*PROVIDED RECORDS*.
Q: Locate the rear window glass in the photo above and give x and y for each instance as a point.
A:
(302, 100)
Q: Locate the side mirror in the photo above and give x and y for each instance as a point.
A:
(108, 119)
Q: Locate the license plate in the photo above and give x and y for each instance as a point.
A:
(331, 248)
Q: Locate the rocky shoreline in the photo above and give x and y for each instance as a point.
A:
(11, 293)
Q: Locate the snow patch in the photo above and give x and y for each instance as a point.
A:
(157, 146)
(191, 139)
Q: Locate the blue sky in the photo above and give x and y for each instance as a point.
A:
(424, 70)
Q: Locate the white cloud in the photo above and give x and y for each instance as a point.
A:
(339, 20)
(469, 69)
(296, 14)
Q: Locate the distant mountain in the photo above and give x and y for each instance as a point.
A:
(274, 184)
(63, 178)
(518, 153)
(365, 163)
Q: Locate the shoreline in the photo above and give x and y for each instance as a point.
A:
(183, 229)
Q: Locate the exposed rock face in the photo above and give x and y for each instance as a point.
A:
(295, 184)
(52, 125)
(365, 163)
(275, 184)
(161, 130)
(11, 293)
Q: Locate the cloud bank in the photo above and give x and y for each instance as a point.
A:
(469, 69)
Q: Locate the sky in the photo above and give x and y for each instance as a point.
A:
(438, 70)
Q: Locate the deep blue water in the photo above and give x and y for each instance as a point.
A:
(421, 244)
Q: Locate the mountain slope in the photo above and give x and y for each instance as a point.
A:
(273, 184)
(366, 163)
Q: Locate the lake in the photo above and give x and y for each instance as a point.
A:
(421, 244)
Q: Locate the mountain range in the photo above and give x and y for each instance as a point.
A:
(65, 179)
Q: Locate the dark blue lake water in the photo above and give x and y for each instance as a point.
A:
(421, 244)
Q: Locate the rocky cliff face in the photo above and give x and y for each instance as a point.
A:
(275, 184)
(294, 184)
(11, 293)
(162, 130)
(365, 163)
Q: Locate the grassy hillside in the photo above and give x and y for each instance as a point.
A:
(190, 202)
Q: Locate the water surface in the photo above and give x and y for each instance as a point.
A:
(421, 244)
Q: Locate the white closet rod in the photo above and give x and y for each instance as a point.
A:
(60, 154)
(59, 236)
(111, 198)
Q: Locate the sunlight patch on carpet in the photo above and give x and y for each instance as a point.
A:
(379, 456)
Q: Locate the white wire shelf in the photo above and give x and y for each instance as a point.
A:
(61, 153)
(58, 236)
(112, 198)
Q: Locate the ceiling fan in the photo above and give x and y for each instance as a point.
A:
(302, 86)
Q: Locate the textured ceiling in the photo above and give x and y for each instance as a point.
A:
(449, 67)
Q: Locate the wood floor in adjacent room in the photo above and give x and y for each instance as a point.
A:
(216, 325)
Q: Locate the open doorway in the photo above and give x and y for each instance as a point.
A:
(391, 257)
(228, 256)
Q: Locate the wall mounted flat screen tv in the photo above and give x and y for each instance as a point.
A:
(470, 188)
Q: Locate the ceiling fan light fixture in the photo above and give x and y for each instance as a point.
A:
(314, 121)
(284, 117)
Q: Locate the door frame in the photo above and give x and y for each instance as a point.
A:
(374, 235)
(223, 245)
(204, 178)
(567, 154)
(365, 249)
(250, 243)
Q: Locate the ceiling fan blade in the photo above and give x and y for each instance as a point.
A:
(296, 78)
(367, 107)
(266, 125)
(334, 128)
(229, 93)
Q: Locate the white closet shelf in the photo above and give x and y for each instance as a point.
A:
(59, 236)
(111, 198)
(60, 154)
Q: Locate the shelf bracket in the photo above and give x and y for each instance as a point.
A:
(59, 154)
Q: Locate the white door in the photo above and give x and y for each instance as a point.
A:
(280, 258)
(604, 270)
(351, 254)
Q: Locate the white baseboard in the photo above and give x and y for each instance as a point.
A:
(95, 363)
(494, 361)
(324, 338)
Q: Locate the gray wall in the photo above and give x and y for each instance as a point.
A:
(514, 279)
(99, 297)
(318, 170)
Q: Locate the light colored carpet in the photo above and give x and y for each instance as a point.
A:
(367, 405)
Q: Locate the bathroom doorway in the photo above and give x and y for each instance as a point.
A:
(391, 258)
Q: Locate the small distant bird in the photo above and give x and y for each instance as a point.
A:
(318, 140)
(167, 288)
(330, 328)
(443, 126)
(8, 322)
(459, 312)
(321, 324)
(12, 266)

*TASK REQUIREMENTS*. Retype, exactly and with nothing added, the lines of the material above from the first through the one that contains "Q: Locate the rocky shoreline".

*SOLUTION TO THE PROBLEM*.
Q: Locate the rear window glass in the photo above and give x and y for each instance as a point.
A:
(302, 100)
Q: Locate the side mirror in the photo above and give x and y for each instance as a point.
A:
(108, 119)
Q: Locate the license plate in the photo above and give x and y for each instance as a point.
A:
(331, 248)
Q: Locate the rocky shoreline in the photo above and give x and y for each instance as a point.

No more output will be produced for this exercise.